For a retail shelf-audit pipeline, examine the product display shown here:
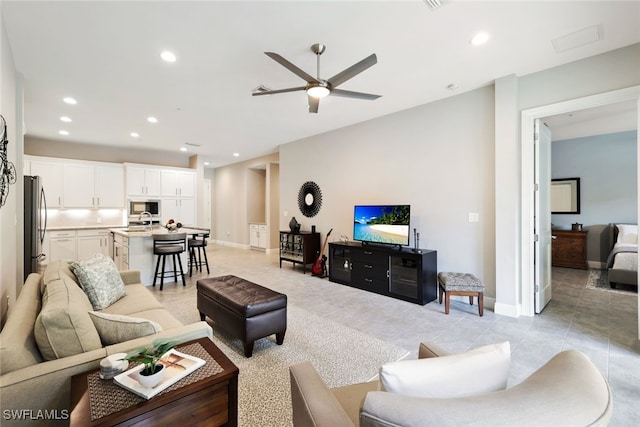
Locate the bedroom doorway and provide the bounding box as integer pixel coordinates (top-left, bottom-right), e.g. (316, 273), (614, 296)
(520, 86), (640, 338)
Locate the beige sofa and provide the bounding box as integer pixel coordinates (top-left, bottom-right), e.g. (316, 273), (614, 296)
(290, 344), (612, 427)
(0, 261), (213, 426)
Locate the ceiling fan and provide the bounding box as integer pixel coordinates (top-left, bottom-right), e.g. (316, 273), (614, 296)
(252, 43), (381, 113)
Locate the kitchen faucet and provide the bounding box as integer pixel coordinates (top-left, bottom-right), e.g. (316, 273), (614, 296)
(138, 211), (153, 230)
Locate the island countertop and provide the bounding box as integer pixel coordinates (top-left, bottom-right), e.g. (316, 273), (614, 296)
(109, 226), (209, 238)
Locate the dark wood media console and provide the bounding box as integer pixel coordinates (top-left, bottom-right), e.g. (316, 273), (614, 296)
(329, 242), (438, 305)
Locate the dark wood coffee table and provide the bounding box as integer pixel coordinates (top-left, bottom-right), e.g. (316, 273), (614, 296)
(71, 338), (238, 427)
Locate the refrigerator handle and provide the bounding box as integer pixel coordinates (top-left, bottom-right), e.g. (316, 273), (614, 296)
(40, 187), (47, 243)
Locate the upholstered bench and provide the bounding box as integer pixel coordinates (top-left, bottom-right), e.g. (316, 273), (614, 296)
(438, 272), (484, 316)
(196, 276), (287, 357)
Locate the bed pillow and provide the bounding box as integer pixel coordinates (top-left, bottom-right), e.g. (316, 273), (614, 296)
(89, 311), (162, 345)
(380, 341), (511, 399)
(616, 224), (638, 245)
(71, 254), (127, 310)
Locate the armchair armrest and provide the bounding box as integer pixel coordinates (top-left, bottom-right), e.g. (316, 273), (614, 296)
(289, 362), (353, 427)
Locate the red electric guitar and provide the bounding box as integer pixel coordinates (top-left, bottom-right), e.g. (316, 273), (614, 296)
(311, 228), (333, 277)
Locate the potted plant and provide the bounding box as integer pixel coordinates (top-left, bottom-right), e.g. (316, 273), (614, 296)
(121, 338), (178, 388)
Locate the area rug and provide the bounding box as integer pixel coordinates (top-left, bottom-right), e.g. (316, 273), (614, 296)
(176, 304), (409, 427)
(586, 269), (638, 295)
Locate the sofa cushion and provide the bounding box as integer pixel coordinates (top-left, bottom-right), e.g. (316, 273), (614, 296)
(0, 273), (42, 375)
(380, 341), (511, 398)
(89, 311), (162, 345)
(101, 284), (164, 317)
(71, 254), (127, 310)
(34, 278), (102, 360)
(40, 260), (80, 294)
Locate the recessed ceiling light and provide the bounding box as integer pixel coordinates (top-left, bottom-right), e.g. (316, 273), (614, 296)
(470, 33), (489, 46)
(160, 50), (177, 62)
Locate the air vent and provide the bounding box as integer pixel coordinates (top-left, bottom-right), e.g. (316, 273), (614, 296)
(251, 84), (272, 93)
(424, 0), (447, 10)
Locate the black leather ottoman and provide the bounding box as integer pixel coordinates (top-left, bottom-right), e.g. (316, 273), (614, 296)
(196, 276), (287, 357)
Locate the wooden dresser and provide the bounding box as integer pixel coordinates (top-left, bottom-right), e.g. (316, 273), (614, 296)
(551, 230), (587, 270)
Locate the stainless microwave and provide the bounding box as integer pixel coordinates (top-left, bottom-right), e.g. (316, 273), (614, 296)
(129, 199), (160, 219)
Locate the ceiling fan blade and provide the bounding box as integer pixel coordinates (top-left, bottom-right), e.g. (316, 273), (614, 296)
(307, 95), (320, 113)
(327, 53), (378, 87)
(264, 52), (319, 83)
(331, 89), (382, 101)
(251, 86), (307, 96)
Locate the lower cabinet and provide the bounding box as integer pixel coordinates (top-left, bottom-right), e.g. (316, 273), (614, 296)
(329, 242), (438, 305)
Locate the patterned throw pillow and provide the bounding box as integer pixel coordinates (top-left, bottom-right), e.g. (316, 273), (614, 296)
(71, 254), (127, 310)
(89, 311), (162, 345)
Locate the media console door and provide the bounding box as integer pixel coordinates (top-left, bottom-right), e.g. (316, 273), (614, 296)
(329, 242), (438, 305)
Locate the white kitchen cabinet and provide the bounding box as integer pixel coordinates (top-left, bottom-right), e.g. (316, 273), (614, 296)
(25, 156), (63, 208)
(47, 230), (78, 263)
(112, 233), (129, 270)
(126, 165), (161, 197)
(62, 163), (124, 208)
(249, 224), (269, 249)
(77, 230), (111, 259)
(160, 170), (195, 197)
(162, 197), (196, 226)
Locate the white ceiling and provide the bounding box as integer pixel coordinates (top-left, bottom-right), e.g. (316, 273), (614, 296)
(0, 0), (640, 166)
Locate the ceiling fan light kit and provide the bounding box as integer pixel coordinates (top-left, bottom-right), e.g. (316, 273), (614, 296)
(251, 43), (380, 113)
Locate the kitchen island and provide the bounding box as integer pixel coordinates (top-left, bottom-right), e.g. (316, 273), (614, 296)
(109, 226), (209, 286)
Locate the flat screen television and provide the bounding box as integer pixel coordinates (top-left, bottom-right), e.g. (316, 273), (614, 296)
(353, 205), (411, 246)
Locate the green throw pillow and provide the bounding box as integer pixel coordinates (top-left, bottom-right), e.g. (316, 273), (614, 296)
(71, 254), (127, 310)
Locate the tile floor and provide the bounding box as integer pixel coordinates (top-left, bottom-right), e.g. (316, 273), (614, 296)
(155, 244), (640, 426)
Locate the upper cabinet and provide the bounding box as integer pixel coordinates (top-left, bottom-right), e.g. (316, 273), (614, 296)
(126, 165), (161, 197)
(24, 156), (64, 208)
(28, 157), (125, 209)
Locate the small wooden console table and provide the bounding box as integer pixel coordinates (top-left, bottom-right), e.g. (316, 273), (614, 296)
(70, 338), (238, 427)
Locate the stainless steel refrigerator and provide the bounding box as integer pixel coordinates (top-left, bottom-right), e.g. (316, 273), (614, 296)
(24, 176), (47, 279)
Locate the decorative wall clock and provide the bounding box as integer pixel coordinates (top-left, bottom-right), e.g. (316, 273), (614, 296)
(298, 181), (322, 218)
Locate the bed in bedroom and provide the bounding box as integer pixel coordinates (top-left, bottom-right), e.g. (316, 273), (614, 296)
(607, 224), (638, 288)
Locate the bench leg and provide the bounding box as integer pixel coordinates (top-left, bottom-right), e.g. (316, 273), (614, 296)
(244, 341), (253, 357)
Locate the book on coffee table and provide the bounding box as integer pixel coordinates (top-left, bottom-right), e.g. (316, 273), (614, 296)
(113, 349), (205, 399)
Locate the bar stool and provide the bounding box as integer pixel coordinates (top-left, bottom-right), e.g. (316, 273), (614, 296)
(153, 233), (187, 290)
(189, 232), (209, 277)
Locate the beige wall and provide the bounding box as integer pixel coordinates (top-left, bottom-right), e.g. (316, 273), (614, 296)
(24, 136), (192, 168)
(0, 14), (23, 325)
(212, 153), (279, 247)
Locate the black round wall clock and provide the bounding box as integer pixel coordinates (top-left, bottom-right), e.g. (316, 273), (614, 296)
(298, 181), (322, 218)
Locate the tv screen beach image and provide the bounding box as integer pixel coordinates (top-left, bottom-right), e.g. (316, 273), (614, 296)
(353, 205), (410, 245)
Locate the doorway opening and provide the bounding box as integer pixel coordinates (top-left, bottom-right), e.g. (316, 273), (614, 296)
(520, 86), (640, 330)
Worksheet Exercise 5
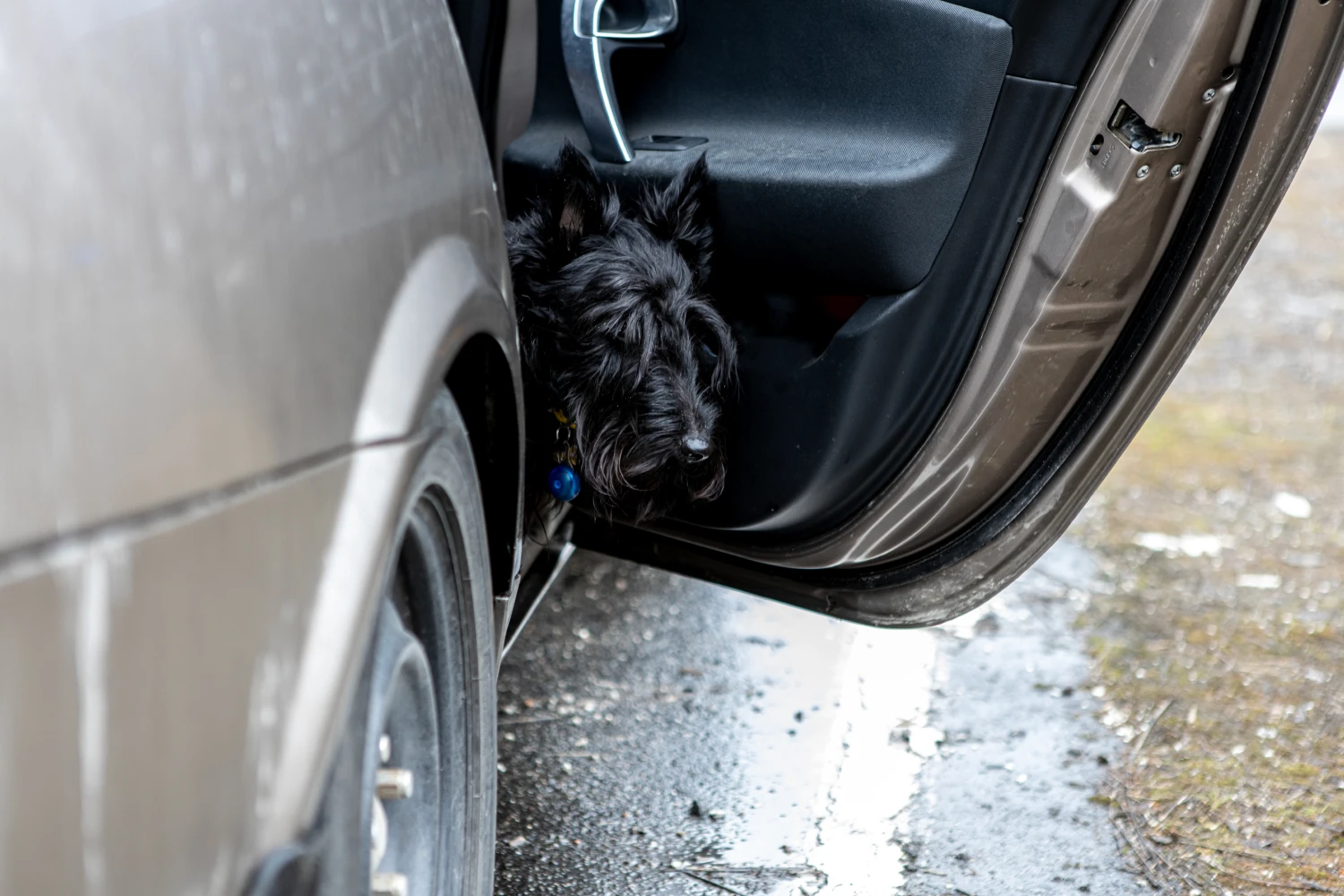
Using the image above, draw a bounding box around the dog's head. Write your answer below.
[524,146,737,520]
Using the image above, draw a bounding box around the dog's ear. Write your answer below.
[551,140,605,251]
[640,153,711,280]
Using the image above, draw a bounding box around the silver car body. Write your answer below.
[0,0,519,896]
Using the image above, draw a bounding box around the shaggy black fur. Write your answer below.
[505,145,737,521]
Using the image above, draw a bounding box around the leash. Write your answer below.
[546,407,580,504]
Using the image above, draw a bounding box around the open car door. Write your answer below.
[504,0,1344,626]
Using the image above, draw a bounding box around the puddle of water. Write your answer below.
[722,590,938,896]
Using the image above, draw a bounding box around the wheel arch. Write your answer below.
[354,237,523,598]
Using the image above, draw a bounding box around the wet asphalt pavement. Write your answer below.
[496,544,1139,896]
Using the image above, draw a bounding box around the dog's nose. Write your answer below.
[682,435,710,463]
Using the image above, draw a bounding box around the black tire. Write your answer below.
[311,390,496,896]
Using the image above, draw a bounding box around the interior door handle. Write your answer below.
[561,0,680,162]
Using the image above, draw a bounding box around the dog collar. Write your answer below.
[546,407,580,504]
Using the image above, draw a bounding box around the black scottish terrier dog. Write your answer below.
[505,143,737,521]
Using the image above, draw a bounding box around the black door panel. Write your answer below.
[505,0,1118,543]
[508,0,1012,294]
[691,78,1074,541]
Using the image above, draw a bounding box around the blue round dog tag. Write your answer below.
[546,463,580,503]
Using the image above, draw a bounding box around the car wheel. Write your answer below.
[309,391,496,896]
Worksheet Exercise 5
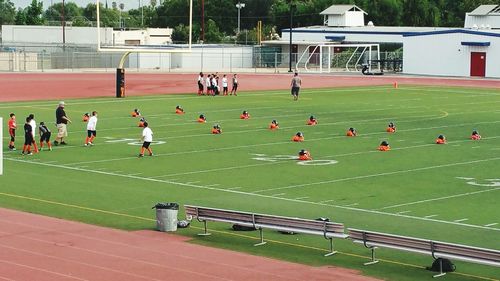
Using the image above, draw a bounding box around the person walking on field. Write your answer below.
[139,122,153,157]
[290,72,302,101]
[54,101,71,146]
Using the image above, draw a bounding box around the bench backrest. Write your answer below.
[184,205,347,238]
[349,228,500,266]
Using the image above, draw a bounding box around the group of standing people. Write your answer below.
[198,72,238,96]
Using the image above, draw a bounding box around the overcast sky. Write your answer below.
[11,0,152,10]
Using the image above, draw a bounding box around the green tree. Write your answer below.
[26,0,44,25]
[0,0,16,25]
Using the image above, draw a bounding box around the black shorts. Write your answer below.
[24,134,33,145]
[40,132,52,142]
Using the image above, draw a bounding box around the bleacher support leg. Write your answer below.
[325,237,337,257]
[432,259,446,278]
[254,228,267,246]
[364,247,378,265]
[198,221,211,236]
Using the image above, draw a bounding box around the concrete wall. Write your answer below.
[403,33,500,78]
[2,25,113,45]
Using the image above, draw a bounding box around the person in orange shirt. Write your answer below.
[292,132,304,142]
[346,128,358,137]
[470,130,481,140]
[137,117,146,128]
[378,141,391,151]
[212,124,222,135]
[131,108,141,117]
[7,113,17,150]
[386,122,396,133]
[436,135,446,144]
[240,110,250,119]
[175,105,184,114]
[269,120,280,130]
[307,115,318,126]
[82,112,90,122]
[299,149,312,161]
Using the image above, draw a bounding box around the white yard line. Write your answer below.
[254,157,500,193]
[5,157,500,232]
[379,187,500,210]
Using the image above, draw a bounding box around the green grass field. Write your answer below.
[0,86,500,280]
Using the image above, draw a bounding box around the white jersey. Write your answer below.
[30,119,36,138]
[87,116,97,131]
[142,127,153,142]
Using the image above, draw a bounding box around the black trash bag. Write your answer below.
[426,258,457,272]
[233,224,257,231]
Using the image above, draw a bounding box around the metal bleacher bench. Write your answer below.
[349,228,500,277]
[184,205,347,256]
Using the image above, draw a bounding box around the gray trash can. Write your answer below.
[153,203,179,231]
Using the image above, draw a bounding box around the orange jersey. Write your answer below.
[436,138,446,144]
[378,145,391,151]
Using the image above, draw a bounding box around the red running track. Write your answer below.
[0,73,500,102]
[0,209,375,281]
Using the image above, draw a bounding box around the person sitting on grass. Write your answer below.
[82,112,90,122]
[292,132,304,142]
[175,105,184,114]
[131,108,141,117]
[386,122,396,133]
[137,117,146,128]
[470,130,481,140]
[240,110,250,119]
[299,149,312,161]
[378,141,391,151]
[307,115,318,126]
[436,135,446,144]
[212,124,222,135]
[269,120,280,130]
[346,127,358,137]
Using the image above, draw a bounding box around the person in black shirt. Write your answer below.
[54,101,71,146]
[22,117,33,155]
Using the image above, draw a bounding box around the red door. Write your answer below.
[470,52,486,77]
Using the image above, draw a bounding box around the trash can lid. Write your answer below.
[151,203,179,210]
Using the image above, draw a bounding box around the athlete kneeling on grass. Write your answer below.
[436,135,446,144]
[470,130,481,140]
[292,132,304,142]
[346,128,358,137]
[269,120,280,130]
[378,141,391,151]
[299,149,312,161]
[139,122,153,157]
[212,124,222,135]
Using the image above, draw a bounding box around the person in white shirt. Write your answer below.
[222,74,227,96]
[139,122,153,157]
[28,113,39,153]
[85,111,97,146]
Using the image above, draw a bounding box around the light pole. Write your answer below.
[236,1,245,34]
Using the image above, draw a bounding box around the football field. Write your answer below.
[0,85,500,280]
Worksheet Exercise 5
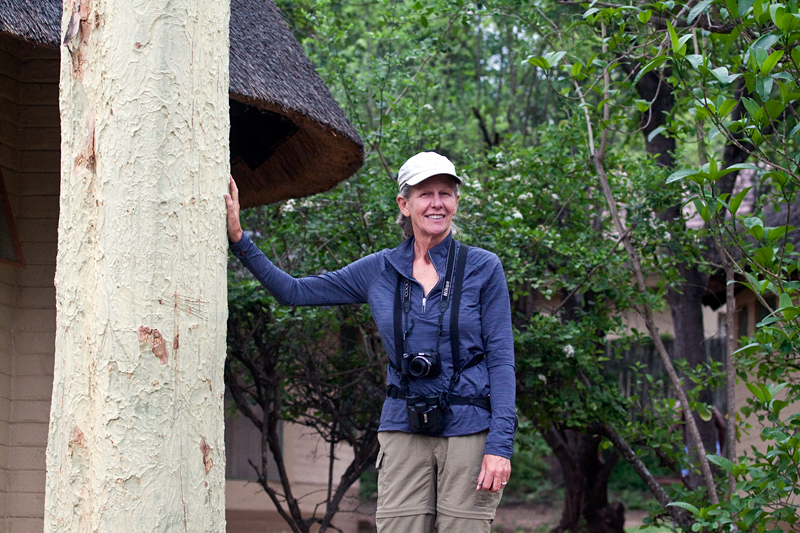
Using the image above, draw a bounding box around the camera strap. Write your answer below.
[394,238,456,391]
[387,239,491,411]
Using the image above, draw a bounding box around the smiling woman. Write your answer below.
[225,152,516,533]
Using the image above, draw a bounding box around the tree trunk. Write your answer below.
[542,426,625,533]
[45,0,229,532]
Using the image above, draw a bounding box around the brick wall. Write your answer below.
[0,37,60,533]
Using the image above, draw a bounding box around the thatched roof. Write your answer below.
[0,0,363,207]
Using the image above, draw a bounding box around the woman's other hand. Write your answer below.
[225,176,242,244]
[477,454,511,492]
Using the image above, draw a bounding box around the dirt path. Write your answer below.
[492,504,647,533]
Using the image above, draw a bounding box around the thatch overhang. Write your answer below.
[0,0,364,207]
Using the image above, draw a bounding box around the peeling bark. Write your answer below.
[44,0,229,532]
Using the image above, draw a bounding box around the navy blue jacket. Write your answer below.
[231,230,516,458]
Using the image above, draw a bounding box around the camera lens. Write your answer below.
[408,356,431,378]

####################

## Task prompt
Please recast the lines starting at the one containing "Locate the potted" and ending at the one containing "(586, 269), (638, 295)" as a JSON list of strings, one string per line. Omit any blank lines.

## Output of the exercise
[
  "Locate the potted plant and provide the bounding box as integer pixel coordinates (top-left, bottom-right), e.g. (316, 273), (614, 296)",
  "(121, 338), (178, 388)",
  "Locate the area rug and provide the bounding box as integer pixel coordinates (top-left, bottom-right), e.g. (316, 273), (614, 296)",
  "(176, 304), (409, 427)",
  "(586, 269), (638, 295)"
]